To do: From the entries below, copy out all lines holding "exact".

====== Records for processing ======

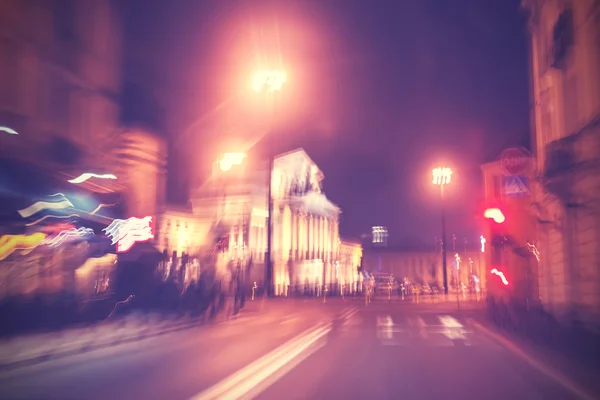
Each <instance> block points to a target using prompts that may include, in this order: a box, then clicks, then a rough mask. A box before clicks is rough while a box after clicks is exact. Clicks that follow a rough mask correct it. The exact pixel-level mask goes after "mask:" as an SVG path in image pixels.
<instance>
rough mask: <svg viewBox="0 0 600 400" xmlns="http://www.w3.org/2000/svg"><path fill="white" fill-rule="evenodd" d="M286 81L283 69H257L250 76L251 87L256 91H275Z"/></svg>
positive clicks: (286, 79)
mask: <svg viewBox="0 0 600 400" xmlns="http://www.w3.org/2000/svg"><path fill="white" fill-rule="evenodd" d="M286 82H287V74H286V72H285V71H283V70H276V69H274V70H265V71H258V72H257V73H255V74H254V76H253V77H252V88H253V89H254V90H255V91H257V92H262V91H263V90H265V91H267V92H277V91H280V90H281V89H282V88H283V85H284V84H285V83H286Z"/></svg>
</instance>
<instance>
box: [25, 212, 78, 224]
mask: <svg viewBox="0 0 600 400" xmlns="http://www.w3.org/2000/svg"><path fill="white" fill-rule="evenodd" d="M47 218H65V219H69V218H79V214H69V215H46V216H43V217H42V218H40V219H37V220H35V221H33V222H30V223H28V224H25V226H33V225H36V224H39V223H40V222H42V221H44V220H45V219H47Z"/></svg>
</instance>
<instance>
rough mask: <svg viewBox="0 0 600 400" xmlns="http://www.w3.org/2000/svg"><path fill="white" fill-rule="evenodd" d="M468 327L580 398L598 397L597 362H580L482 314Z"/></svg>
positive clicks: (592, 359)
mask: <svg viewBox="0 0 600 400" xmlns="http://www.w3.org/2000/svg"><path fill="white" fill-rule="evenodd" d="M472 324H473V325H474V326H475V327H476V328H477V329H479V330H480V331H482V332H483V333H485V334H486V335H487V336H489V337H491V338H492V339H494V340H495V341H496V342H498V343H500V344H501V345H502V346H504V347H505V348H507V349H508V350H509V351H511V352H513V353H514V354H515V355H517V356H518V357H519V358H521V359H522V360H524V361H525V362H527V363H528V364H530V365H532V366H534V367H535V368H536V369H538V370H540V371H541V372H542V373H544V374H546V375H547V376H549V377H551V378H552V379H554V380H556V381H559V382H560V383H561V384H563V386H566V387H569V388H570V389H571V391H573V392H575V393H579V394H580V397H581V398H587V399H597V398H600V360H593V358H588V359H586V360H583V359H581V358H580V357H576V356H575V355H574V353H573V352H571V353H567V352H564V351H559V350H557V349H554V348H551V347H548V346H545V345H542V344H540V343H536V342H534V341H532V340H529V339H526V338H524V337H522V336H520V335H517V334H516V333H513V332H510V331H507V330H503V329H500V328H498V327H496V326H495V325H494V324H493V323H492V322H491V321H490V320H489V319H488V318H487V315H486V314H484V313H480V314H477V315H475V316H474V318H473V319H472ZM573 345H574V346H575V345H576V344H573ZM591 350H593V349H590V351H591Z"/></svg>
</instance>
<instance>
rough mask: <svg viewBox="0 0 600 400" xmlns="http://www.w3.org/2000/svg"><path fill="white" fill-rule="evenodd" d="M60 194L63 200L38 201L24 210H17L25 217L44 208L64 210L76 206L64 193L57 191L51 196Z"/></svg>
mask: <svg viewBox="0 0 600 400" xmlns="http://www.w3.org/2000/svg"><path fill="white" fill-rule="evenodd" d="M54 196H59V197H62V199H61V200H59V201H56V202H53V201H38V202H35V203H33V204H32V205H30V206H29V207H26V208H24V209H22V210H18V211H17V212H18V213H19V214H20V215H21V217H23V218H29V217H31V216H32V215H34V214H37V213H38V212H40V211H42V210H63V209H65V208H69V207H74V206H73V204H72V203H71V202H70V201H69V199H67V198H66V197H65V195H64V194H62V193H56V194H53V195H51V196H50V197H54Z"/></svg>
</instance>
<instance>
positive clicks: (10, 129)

======
====== Records for processing ======

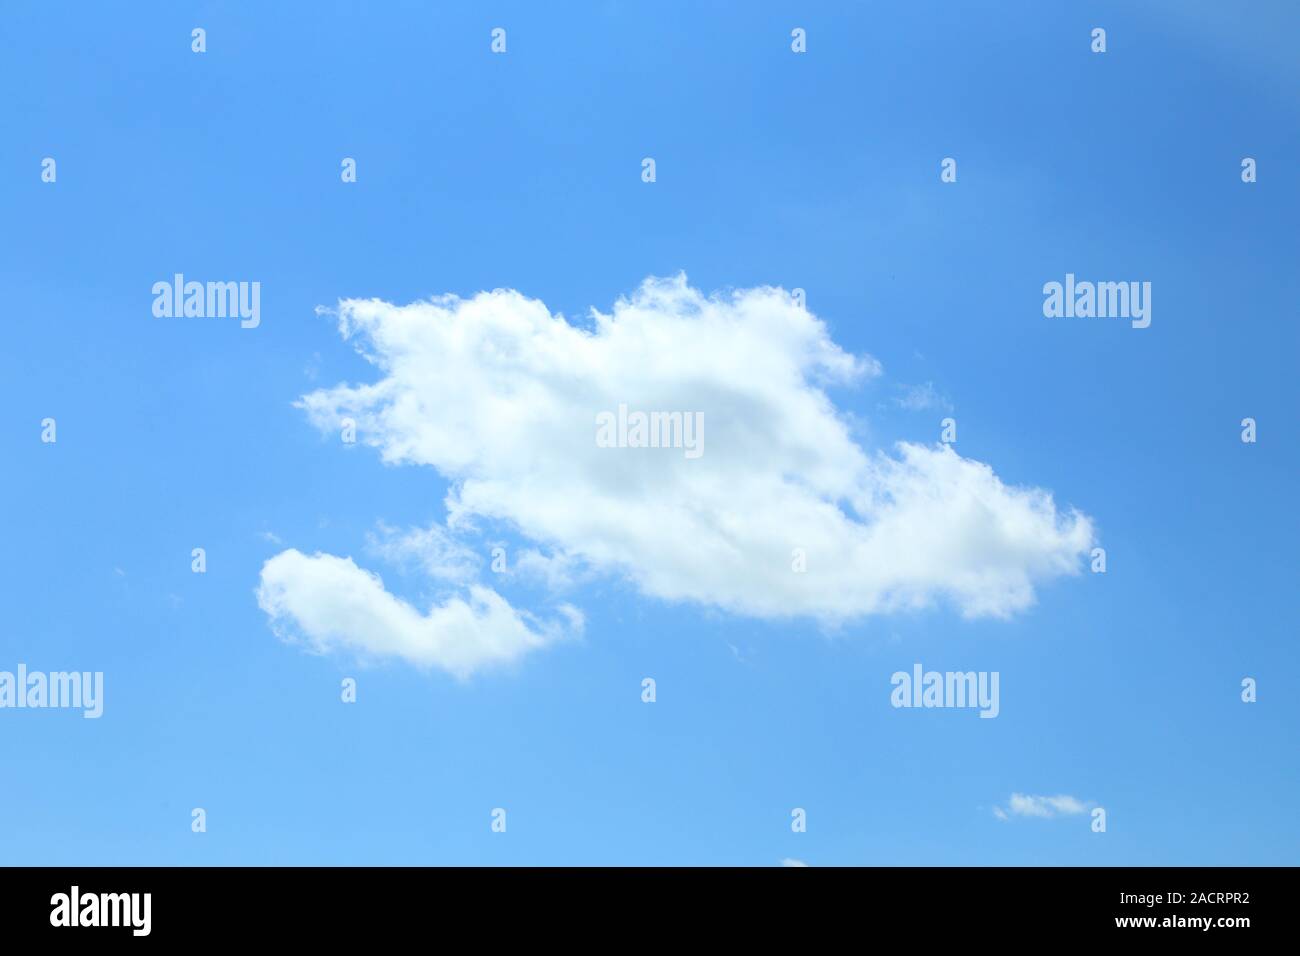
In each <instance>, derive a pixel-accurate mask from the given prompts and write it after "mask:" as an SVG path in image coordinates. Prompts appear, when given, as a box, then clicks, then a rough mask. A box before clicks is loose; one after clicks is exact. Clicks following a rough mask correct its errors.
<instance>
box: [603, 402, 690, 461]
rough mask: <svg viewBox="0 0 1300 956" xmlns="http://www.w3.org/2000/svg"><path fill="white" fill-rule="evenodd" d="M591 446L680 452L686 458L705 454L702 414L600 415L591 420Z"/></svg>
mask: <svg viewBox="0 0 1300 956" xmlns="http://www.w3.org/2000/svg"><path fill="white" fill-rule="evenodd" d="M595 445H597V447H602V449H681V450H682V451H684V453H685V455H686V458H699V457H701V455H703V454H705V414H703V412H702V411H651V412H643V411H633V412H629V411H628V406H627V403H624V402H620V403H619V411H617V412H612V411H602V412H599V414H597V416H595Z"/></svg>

======
====== Records for processing ======

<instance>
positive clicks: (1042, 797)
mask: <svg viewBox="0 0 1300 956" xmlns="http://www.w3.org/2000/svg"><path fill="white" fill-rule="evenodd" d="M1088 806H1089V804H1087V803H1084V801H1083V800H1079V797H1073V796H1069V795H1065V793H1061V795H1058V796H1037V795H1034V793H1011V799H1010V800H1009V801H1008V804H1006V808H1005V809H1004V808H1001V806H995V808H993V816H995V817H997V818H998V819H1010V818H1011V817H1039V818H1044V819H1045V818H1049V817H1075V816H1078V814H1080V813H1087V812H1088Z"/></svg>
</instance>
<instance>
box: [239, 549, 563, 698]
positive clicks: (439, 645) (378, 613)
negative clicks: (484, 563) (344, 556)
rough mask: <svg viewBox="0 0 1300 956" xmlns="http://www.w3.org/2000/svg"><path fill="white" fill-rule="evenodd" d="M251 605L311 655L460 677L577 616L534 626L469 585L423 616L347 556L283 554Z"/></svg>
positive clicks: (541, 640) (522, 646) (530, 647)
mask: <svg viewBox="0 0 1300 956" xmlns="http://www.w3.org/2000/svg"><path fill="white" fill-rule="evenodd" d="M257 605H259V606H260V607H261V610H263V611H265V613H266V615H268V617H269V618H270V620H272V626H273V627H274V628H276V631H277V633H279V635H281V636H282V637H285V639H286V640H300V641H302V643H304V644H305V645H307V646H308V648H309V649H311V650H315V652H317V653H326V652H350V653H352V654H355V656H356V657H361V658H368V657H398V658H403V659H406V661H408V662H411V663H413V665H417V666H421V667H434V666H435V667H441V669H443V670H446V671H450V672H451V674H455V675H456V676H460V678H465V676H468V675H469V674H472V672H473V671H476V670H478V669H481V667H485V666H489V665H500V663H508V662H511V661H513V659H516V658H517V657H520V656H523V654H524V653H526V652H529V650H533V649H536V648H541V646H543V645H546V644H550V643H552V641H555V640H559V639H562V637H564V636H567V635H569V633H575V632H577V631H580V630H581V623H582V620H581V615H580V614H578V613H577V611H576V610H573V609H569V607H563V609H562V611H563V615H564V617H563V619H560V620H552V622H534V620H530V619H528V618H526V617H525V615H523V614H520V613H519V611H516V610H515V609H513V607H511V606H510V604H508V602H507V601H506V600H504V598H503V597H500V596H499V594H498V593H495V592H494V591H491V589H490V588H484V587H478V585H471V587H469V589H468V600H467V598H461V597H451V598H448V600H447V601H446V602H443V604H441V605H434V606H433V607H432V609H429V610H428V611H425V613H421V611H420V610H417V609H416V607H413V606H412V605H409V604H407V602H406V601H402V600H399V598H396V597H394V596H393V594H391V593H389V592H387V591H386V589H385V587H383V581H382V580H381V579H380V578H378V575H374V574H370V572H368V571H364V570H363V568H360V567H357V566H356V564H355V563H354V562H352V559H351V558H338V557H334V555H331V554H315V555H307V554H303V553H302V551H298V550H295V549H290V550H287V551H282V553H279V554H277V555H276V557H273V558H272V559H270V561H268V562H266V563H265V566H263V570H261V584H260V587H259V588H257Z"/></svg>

======

Reply to the task:
Each <instance> block points to a target using prompts that may include, in this order: a box, then clicks, then a rough mask. A box before clicks is rough while a box after clicks is exact. Clicks that follow a rough mask correct it. The exact pixel-level mask goes after "mask:" as an SVG path in image pixels.
In each <instance>, derive a pixel-accurate mask from the given prompts and write it after "mask:" as an SVG path in image coordinates. Prompts appear, when given, as a box, then clicks, then a rough mask. A box before clicks is loose; one after clicks is exact. Clicks following a rough mask correct its errors.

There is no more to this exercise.